Exercise 1 ▸ Can you reproduce, word for word, the part of the passage on susto starting at "I read more" and ending at "the walls higher."?
Exercise 2 ▸ Could you carry on the post about susto and the book Holy Ground, writing what follows its final sentence?
>> BEGIN Selected excerpt
I read more about susto,  admittedly on Wikipedia yet still… and found that it’s a cultural illness experienced as a result of intense fear, sadness, or loss.  And this made me think about Hogan’s definition.  She’s right.  Most of us suffer some level of susto, having built walls around ourselves, safe little impermeable membranes preventing connection with other people, with soil, with conflicting information, with awe, with deep emotion, with beauty.  The world around us disappears, gets smaller and cleaner and easier to manage, and our souls, rather than growing and stretching into the wider reality we’re offered… simply wither.  And we know it.  We can feel it.  And so we fill it up with stuff, which only clutters our vision more, divides us further, makes the walls higher.

#8: In the morality business.

***This is the eighth of a series of posts based on a book I’m reading for a class called Connections in Religious and Ecological Education entitled Holy Ground: A Gathering of Voices on Caring for Creation. The chapter is “Consider This,” by T. L. Gray, a minister of the National Baptist Convention and a doctoral student at Vanderbilt.
>> END Selected excerpt
>> BEGIN Material
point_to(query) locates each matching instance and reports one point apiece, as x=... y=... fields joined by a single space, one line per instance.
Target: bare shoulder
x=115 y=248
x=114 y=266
>> END Material
Final answer 1 ▸
I read more about susto,  admittedly on Wikipedia yet still… and found that it’s a cultural illness experienced as a result of intense fear, sadness, or loss.  And this made me think about Hogan’s definition.  She’s right.  Most of us suffer some level of susto, having built walls around ourselves, safe little impermeable membranes preventing connection with other people, with soil, with conflicting information, with awe, with deep emotion, with beauty.  The world around us disappears, gets smaller and cleaner and easier to manage, and our souls, rather than growing and stretching into the wider reality we’re offered… simply wither.  And we know it.  We can feel it.  And so we fill it up with stuff, which only clutters our vision more, divides us further, makes the walls higher.

Final answer 2 ▸
The statement that the church is “in the morality business” is a troubling one for me.  I get it.  I know what I think Gray’s claiming – the church is supposed to be one (if not the) arbiter of ethical standards, the guide, the plumb line, if you will.  We’re to be the witness of what it means to do good, to do no harm, to be in love with the intended way of things.  We’re to be “in line.”  Except.  That word, “morality…”, especially in combination with the word “business.”  Are we, really, to be in the “morality business?”  Or, are we instead to be about the business of living rightly so that others can do so, also?  Gray, talking about Gore’s film An Inconvenient Truth says, “The ‘truth’ presented in this film  was probably not what Jesus had in mind when he said, ” You will know the truth and the truth will make you free.” The ecologically-focused truth we moral businessfolk have been peddling is not the Truth.  Not the Way. And certainly not the Life.  It hasn’t freed us, and it hasn’t freed anyone else.  Perhaps I’m feeling a bit harsh today, feeling a little as though the church has sold the world a bill of goods and is now calling in a debt no one feels obligated to pay.  Services have not been rendered, you might say.  We’ve claimed that the environment is a political issue, that the church doesn’t truck with politics.  And we’ve been naive and entirely incapable of self-reflection when we’ve made that claim.  Because the environment is a political issue, and we are political people… people of the polis, the city.  We’re a community, and to claim that we can’t be a part of the environmental crisis for reasons of “morality” is, well… dumb.  The environment, as Gray preaches, is a moral issue as well as a political one.  If we’re actually going to be in the morality business, we must attend to it.

#7: A most elegant book(s)

***This is the seventh of a series of posts based on a book I’m reading for a class called Connections in Religious and Ecological Education entitled Holy Ground: A Gathering of Voices on Caring for Creation. The two chapters are “Science, Scripture, and Con-serving Creation,” by Calvin B. DeWitt and ”Song of Salmon,” by David James Duncan, a novelist and essayist.

Dewitt quotes his Psalter, reading the second article of the Confession of Faith: 

We know God by two means: First, by the creation, preservation, and governance of the universe/ which is before our eyes as a most elegant book/ in which all creatures, great and small, are as letters/ leading us to see clearly the invisible things of God:/ his eternal power and divinity…/ Second, he makes himself known more clearly and fully by his holy and divine word, as far as is necessary for us to know/ in this life, to his glory and our salvation.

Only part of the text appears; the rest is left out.